## SUPPLIED ENTRIES
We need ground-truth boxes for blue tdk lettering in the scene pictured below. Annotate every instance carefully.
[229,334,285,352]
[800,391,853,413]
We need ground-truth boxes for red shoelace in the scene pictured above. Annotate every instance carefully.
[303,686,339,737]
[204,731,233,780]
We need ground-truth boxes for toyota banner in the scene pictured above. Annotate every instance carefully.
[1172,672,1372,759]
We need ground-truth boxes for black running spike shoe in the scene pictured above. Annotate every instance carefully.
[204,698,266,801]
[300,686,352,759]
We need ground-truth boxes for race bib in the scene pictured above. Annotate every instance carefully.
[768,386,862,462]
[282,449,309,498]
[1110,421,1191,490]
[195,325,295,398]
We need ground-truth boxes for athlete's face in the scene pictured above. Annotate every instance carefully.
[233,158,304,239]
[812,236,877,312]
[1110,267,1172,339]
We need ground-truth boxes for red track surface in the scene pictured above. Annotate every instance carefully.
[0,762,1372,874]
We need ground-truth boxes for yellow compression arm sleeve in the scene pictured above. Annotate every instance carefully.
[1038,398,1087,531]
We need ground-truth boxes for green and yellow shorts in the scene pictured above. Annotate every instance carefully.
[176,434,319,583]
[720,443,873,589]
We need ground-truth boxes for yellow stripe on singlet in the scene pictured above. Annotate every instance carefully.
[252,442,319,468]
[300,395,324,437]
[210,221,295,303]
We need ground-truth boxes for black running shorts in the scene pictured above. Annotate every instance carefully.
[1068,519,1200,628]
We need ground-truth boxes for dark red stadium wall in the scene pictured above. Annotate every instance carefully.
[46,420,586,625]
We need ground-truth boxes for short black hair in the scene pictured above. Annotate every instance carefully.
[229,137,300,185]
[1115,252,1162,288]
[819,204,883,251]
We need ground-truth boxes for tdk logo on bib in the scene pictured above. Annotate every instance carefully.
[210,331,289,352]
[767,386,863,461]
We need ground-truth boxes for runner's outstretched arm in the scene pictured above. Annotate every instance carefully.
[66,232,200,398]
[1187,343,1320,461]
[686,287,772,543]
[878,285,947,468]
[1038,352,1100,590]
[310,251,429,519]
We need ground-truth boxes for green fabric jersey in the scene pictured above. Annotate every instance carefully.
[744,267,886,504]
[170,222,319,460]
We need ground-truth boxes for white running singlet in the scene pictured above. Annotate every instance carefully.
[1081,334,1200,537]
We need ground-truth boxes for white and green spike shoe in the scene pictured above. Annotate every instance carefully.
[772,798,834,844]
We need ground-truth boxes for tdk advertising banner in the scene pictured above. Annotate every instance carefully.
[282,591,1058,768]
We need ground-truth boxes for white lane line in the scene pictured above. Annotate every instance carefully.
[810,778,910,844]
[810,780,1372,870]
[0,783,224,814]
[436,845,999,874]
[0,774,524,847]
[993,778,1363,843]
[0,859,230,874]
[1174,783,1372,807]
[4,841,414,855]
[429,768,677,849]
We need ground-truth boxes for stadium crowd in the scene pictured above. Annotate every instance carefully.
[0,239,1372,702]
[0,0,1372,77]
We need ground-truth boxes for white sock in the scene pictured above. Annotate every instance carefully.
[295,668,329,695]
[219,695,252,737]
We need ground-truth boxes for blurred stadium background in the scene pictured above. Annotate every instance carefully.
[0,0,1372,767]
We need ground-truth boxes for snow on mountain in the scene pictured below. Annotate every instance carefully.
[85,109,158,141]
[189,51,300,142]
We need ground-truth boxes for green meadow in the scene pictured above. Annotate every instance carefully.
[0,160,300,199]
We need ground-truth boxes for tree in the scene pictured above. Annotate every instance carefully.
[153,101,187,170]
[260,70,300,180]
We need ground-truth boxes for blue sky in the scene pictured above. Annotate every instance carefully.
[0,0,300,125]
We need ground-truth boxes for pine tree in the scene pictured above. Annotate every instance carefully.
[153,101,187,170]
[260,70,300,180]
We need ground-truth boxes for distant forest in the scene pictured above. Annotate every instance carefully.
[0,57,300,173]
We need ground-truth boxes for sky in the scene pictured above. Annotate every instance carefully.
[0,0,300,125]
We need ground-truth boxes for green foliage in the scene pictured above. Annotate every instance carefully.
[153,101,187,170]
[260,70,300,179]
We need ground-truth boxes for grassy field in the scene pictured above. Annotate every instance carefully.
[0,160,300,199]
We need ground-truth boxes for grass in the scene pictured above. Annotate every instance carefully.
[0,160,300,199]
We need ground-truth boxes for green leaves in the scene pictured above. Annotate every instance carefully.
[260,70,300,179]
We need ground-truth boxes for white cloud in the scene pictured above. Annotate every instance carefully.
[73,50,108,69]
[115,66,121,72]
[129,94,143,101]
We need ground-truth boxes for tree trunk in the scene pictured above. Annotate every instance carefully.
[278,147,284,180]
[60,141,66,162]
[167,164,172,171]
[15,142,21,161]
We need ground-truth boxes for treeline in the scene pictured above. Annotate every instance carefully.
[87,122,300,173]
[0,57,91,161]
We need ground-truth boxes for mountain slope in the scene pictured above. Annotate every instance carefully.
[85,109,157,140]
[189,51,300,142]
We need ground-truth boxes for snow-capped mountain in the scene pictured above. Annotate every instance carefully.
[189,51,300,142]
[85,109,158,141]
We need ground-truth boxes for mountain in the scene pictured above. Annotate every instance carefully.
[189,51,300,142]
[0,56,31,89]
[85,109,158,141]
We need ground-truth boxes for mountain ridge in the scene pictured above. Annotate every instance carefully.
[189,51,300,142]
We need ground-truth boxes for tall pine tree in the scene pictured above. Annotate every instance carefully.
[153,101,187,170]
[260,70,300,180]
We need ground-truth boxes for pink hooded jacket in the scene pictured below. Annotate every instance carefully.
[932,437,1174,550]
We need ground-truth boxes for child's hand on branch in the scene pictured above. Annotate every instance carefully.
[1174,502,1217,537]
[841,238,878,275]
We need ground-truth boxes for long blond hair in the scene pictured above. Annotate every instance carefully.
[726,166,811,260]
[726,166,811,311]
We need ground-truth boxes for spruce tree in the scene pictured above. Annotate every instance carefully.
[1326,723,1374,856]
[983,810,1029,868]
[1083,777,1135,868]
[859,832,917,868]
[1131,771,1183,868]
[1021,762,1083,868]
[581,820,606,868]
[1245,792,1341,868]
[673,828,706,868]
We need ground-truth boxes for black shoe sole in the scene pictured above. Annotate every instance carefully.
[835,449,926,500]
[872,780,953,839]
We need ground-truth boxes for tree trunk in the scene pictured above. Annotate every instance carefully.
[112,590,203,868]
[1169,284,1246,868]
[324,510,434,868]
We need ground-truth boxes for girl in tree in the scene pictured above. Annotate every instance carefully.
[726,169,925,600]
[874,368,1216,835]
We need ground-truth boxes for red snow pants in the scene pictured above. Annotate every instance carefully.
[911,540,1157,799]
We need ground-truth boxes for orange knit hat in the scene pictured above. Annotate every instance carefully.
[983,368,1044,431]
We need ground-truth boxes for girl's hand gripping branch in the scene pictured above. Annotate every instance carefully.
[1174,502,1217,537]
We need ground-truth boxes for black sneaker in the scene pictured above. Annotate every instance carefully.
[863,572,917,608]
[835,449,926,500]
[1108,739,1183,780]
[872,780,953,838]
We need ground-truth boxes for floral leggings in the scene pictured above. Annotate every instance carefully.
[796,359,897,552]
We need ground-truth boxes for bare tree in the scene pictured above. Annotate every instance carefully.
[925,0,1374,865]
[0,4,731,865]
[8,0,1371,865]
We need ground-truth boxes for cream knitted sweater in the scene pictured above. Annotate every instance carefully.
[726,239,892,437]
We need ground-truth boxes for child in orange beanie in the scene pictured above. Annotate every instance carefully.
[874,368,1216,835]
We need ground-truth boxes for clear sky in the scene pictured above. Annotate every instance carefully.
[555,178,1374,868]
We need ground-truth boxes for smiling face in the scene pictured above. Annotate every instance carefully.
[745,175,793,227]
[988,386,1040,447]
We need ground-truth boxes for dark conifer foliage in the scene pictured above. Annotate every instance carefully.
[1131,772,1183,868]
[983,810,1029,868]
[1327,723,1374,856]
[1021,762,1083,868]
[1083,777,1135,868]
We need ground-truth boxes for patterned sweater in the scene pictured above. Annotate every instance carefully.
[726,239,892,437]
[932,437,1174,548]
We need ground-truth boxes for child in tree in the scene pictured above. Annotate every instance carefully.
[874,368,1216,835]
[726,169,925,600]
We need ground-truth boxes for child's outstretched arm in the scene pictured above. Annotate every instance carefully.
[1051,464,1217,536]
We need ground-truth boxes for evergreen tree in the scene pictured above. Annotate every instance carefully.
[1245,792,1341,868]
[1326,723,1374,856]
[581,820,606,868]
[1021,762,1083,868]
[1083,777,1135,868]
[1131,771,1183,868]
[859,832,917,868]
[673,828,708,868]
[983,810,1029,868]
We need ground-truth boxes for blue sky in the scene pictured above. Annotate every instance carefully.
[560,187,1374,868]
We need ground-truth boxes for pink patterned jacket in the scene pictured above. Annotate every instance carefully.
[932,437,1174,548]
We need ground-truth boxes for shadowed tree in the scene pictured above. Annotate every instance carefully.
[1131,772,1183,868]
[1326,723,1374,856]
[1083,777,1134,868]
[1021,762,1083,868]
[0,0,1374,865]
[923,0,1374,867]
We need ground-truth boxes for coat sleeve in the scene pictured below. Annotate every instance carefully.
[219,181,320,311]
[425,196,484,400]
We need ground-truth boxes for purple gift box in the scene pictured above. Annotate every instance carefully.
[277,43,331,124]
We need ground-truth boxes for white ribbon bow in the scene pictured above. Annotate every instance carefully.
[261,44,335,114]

## STATED PROBLEM
Copy the material above word for word, beginning at the line with "We need ground-truth boxes for dark conifer" and continuing through the line with "[1051,464,1217,536]", both lines included.

## ANSWER IN FULL
We need ground-truth boxes for dark conifer foliage in the scene pictured above. Annotate every instance carefully.
[1131,772,1183,868]
[983,810,1029,868]
[1327,723,1374,856]
[1021,762,1083,868]
[1083,777,1135,868]
We need ground-truth boxes for patterned sweater in the scene pictured above. Annotate every instance carefully.
[726,239,892,437]
[932,437,1174,548]
We need ground-truth boxes for child in tree in the scene pictured above. Annotate every instance carefully.
[874,368,1216,835]
[726,169,925,600]
We need ground-truth boxes for child's outstretched arm in the scene pictured above. Annotate every instance carefully.
[1051,464,1217,536]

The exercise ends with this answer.